### [Instructions to follow]
Copy out the data in full, keeping each line exactly as it reads.

### [Available data]
---------------

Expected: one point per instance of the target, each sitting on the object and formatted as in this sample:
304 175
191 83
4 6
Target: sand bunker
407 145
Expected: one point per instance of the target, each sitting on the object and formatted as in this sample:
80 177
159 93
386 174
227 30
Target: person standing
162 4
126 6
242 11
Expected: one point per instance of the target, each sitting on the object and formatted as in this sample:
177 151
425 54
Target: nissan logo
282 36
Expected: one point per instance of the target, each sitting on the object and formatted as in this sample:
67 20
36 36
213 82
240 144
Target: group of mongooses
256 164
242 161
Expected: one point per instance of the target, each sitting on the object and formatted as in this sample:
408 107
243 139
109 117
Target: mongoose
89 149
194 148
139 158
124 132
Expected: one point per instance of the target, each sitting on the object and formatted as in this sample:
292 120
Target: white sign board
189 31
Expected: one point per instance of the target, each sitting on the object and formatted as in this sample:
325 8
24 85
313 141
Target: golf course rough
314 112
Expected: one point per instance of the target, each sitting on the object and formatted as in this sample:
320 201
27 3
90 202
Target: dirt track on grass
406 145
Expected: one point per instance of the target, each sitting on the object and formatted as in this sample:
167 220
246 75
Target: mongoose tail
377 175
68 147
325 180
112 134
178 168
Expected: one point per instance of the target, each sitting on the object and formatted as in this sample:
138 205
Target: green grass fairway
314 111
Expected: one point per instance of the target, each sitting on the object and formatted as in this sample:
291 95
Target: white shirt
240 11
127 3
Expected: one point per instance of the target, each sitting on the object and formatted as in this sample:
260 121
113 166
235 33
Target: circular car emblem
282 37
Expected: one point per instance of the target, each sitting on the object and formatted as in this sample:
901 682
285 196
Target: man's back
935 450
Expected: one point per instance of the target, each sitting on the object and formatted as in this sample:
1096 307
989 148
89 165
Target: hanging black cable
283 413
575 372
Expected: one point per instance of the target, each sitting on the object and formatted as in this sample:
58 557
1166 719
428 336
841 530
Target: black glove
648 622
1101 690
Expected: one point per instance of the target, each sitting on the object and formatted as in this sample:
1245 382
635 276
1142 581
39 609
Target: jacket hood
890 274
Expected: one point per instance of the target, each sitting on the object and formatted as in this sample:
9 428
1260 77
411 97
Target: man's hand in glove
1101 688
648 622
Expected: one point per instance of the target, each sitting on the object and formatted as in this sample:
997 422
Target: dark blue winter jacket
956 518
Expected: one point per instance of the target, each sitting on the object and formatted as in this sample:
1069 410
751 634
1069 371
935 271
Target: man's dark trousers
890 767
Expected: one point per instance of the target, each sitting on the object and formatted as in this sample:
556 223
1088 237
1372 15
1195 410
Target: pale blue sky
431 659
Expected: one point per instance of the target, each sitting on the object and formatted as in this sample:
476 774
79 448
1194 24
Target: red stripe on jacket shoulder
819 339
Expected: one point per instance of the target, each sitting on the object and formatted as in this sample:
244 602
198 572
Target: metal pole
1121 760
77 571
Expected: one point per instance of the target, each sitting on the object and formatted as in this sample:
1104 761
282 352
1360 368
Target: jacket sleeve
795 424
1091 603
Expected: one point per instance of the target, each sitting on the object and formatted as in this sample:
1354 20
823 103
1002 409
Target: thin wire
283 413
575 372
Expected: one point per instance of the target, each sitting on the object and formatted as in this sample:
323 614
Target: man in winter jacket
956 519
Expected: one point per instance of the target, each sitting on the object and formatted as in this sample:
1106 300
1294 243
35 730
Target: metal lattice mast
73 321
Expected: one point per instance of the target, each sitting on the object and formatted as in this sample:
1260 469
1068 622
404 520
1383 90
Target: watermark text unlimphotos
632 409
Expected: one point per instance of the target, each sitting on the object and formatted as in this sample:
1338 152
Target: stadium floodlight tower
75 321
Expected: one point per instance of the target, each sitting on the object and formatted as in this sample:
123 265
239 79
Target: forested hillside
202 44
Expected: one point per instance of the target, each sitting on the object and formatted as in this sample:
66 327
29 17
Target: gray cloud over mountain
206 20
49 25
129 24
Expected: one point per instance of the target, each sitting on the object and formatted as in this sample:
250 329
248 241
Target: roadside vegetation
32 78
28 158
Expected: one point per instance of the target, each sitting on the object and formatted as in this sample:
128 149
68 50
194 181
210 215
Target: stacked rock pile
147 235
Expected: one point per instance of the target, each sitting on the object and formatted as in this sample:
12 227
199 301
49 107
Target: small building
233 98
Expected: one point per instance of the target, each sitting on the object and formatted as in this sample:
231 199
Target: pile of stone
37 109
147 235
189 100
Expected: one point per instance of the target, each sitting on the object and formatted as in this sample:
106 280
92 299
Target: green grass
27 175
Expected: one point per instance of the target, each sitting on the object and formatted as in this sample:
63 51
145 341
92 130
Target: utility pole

---------------

### [Solution to this exercise]
Expected: one point per instance of the target, each sitting on the object and formatted as in this sample:
304 175
191 83
4 6
Target: sand bunker
407 145
Expected: one point per instance of the target, each sitting on the object and formatted as in this sample:
80 177
159 93
386 174
227 30
Target: person standing
162 4
126 6
242 11
Expected: one point per instance of the target, each sitting on the object and formatted as in this sample:
177 151
425 54
Target: nissan logo
282 36
Expected: one point per instance of the target, each sitting on the object and formatted as in this sample:
67 20
36 36
213 82
240 144
Target: group of mongooses
256 164
242 161
Expected: one point per instance of the target, each sitting on the object and formatted as in this sample:
408 107
243 139
109 117
Target: mongoose
89 149
194 148
139 158
124 132
Expected: one point per instance of the target, each sitting on the object and formatted as in this sample:
292 120
Target: white sign board
189 31
Expected: one point per instance of the target, each sitting on the object and formatted as in this sample:
325 8
24 85
313 141
Target: golf course rough
314 112
Expected: one point per instance of the target, each sitting on the object and formatted as in this sample:
320 201
27 3
90 202
Target: dirt track on grass
406 145
Expected: one point per instance of the target, each sitting on the object and formatted as in this sample:
167 220
246 75
Target: mongoose tail
377 175
68 147
325 180
112 134
178 168
Expected: one point per instance of the target, each sitting on the object and formatted as in this sample:
138 205
Target: green grass fairway
314 111
Expected: one point per instance of the target, each sitting on the object and formatted as in this sample:
291 95
Target: white shirt
240 11
127 3
Expected: one point per instance of the target, each sitting on the object and formatted as in this sample:
260 121
113 166
235 33
Target: circular car emblem
282 37
Expected: one point per instance of the target, each sitting on the object and formatted as in this sample:
901 682
285 196
Target: man's back
935 450
Expected: one point per instance of the target, each sitting on the object and formatted as in this sample:
1096 307
989 148
89 165
Target: hanging black cable
283 413
575 372
Expected: one point per instance of the target, each sitting on the object and formatted as in this sample:
58 557
1166 719
428 336
841 530
Target: black glove
648 622
1101 690
Expected: one point per instance of the target, each sitting on the object and formatted as in this sample:
1245 382
635 276
1142 581
39 609
Target: jacket hood
890 274
Expected: one point per instance of the target, each sitting on the object and formatted as in this sample:
9 428
1260 77
411 97
Target: man's hand in glove
1101 688
648 622
Expected: one point per instance of the target, each sitting on the object and formatted as in this sample:
997 422
Target: dark blue winter jacket
956 518
Expected: one point per instance of the target, each sitting on the object and formatted as in this sample:
1069 410
751 634
1069 371
935 271
Target: man's dark trousers
890 767
Expected: one point per instance of the target, each sitting on the object and formatted as in this sample:
556 223
1088 237
1372 15
1195 410
Target: pale blue sky
431 659
Expected: one point per instance of the target, each sitting on the object and formatted as in this sample:
476 774
79 448
1194 24
Target: red stripe on jacket shoulder
819 339
Expected: one point per instance of the target, each sitting on the object and formatted as in this sample:
244 602
198 572
Target: metal pole
1121 760
77 571
Expected: one point per instance of the target, each sitting on the object and formatted as in this sample:
1104 761
282 352
1360 368
Target: jacket sleeve
795 424
1091 603
Expected: one point per instance of the target, each sitting on the object and formatted as in this sample:
1354 20
823 103
1002 409
Target: thin wire
283 413
575 372
Expected: one point per instance of the target, each sitting on the object and formatted as in this sample:
323 614
Target: man in winter jacket
956 519
Expected: one point per instance of the target, each sitting on the object and formatted as in this sample:
1106 300
1294 243
35 730
Target: metal lattice mast
73 321
Expected: one point per instance of the target, each sitting on the object and formatted as in this sample:
1260 469
1068 622
404 520
1383 90
Target: watermark text unlimphotos
632 409
Expected: one point per instance of the target, each sitting on the object and formatted as in this sample:
1338 152
Target: stadium floodlight tower
75 321
Expected: one point per instance of the target, each sitting on the object and formatted as in this sample:
123 265
239 79
Target: forested hillside
202 44
Expected: one point per instance of the target, each sitting on the object and formatted as in this sample:
66 327
29 17
Target: gray cloud over mountain
206 20
49 25
129 24
Expected: one point per instance of the target, each sitting on the object and formatted as in this sample:
250 329
248 241
Target: roadside vegetation
32 78
28 158
Expected: one point per instance of the target, each sitting on the object and formatted as in this sample:
128 149
68 50
194 181
210 215
Target: stacked rock pile
147 235
Expected: one point per instance of the target, each sitting on the object and formatted as in this sample:
12 227
199 301
49 107
Target: small building
233 98
Expected: one point per instance of the target, each sitting on the object and formatted as in this sample:
231 199
Target: pile of stone
37 109
147 235
189 100
Expected: one point per instance of the target, each sitting on the object and formatted as in this sample:
106 280
92 299
Target: green grass
27 175
Expected: one point per instance of the target, each sitting on the object and formatted as in this sample:
63 51
145 341
92 130
Target: utility pole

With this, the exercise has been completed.